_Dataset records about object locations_
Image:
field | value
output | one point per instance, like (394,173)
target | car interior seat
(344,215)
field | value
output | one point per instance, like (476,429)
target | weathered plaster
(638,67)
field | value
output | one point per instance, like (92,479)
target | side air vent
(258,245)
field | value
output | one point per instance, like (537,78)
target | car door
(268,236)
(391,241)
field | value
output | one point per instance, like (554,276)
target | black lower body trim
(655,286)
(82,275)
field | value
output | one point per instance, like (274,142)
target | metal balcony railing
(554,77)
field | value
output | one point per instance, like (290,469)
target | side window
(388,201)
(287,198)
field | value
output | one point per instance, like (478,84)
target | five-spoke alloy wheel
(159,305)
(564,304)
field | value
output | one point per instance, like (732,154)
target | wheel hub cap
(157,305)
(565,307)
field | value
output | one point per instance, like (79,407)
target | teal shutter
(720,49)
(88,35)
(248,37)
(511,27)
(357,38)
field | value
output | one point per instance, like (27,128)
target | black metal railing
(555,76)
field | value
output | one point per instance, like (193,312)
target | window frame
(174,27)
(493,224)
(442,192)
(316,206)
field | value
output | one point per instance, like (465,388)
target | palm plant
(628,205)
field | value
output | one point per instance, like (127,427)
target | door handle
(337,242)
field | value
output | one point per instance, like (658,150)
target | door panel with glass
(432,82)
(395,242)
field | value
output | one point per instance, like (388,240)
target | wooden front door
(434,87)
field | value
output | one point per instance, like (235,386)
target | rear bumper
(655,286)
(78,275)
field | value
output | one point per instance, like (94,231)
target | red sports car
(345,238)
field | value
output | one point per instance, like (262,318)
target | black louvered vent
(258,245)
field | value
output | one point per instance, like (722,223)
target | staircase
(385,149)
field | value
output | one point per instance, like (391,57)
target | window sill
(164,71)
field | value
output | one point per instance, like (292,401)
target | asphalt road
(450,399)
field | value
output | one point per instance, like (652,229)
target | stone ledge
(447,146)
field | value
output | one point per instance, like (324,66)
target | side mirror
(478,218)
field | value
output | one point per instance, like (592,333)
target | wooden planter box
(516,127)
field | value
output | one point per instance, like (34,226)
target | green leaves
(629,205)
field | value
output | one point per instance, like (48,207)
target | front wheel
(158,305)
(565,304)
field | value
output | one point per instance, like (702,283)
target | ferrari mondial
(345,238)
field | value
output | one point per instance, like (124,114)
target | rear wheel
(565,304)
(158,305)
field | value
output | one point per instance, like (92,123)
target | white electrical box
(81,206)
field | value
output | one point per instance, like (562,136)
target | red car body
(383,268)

_What to do_
Restate all of the entries above precisely.

_Written answer_
Image:
field | value
output | one point per instance, like (394,173)
target | car interior seat
(344,215)
field | value
output | one point per instance, like (476,429)
target | weathered plaster
(638,67)
field | value
output | one point per instance, like (92,479)
target | side air vent
(258,245)
field | value
output | one point per instance, like (537,78)
target | car door
(268,236)
(391,241)
field | value
output | one point per instance, like (554,276)
target | black lower body trim
(655,286)
(82,275)
field | value
output | one point per instance, like (274,142)
target | metal balcony railing
(554,77)
field | value
output | one point per instance, like (290,469)
target | side window
(388,201)
(287,198)
field | value
output | one point per instance, like (478,84)
target | five-spoke alloy wheel
(159,305)
(564,304)
field | value
output | one point per instance, like (732,154)
target | wheel hub cap
(157,305)
(565,307)
field | value
output | one point per instance, like (79,407)
target | teal shutter
(720,49)
(88,35)
(248,37)
(511,27)
(357,38)
field | value
output | one point per instance, like (27,128)
target | black metal railing
(555,76)
field | value
output | one point per instance, like (193,312)
target | window frame
(174,27)
(493,224)
(442,192)
(316,206)
field | value
output | one point per instance, like (465,388)
target | palm plant
(628,205)
field | value
output | one point per instance, like (127,427)
target | door handle
(337,242)
field | value
output | one point per instance, like (658,150)
target | door panel with glass
(432,82)
(395,242)
field | value
output | one point per instance, like (388,240)
target | wooden front door
(434,87)
field | value
output | one point per instance, like (235,386)
target | rear bumper
(655,286)
(78,275)
field | value
output | one point per instance, like (94,231)
target | red sports car
(345,238)
field | value
output | one point per instance, like (262,318)
target | black louvered vent
(258,245)
field | value
output | one point per instance, like (722,223)
target | staircase
(385,149)
field | value
output | one point per instance, like (391,57)
target | window sill
(164,71)
field | value
output | one point per instance, like (292,401)
target | asphalt road
(450,399)
field | value
output | one point per instance, like (652,229)
target | stone ledge
(447,146)
field | value
output | one point per instance, like (324,66)
target | side mirror
(478,218)
field | value
output | one point per instance, like (592,333)
target | wooden planter box
(516,127)
field | value
output | one point per instance, like (34,226)
target | green leaves
(629,205)
field | value
output | one point per instance, like (48,207)
target | front wheel
(158,305)
(565,304)
field | value
output | one point per instance, like (702,283)
target | ferrari mondial
(345,238)
field | value
output | one point per instance, like (124,114)
target | rear wheel
(565,304)
(158,305)
field | value
output | one point per instance, like (92,123)
target | white electrical box
(81,206)
field | value
output | one point per instance, like (562,136)
target | red car body
(383,268)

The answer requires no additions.